(A block of data)
□ □ □ □

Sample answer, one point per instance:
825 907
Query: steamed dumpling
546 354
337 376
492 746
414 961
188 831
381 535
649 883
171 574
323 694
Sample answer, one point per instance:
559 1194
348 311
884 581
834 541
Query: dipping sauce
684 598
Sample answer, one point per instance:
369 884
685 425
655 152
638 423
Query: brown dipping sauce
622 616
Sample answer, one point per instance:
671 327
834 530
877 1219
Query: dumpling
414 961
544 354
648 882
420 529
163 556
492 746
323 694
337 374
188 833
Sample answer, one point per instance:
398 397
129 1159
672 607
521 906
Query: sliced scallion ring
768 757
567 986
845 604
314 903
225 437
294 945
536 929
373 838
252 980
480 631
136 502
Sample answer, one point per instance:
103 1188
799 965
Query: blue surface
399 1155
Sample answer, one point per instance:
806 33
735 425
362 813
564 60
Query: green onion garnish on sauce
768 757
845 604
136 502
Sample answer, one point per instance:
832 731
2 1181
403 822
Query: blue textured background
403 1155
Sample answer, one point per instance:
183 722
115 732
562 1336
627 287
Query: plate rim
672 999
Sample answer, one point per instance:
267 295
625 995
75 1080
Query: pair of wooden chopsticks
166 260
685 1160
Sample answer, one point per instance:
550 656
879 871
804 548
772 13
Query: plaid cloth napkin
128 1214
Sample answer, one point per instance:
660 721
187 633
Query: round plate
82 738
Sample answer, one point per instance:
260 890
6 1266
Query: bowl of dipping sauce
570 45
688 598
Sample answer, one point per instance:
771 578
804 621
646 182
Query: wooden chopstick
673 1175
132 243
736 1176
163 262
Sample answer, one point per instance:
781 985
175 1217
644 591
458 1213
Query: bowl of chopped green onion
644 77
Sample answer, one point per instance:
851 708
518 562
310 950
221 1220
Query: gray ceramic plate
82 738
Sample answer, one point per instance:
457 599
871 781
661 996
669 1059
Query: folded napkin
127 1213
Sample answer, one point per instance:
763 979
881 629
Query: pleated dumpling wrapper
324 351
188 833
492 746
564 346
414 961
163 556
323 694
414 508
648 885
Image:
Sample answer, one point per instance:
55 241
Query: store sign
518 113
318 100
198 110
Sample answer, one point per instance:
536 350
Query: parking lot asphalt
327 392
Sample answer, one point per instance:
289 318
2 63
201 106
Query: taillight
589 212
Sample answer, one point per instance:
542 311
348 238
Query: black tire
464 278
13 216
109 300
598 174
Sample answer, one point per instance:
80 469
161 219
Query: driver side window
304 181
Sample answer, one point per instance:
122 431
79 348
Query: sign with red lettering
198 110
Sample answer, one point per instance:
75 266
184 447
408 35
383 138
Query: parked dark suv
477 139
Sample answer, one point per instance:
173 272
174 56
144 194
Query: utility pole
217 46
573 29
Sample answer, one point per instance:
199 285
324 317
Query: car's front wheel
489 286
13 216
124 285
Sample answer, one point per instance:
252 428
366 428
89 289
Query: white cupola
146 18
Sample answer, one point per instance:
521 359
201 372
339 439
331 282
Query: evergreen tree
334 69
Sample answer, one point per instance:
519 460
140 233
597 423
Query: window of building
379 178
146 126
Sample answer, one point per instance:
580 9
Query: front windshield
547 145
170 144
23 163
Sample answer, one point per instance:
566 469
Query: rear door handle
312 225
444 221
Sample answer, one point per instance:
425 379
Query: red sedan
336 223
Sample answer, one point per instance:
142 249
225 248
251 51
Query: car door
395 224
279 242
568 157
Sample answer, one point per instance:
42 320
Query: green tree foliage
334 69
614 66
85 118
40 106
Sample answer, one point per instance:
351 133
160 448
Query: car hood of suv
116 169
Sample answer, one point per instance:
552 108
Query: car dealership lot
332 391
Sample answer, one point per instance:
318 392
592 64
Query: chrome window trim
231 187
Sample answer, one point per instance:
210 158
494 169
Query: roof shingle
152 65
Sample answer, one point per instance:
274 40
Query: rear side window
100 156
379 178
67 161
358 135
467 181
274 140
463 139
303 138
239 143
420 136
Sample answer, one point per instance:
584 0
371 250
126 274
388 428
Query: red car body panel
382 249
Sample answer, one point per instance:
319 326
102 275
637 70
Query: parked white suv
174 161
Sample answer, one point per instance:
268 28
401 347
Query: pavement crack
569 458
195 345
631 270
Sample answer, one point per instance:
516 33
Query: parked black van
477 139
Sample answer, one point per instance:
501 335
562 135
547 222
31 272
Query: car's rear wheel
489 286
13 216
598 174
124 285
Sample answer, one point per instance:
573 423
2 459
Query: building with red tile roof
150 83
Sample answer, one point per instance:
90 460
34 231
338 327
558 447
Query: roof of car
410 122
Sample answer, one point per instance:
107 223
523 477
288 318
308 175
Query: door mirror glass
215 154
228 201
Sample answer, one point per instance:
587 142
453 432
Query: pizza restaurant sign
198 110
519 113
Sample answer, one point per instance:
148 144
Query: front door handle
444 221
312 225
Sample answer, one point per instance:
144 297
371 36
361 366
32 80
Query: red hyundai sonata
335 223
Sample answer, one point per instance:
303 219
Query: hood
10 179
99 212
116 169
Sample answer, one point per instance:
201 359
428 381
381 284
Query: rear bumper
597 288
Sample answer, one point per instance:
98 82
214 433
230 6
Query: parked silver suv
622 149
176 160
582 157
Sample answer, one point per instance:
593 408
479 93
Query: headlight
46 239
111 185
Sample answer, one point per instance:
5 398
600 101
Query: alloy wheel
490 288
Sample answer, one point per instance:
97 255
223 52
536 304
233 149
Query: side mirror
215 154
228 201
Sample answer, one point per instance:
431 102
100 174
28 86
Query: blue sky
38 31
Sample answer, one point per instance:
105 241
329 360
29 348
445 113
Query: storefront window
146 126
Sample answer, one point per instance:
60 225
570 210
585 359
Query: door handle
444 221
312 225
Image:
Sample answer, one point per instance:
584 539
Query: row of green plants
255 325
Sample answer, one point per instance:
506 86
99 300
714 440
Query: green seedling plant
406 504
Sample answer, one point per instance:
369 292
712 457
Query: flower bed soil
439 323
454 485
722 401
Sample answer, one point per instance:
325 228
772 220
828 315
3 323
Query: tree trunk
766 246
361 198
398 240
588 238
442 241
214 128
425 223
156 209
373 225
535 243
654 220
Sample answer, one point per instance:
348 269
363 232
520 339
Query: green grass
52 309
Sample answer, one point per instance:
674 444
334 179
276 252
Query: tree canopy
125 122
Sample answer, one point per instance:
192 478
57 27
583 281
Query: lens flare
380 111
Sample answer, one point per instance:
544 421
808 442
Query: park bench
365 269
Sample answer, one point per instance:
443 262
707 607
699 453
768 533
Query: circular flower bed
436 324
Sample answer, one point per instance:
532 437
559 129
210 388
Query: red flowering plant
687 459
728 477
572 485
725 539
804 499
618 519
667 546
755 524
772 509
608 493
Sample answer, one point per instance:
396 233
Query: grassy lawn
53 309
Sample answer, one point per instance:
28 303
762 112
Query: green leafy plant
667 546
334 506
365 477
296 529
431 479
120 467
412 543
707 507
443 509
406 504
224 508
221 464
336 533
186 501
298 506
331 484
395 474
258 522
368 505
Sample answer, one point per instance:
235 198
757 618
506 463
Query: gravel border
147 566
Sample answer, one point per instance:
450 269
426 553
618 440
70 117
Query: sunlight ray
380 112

□ □ □ □

* What you will do
Please return every line from the items above that contains the word "wheel".

* Response to this exercise
Query: car's front wheel
Query: car's rear wheel
Query: alloy wheel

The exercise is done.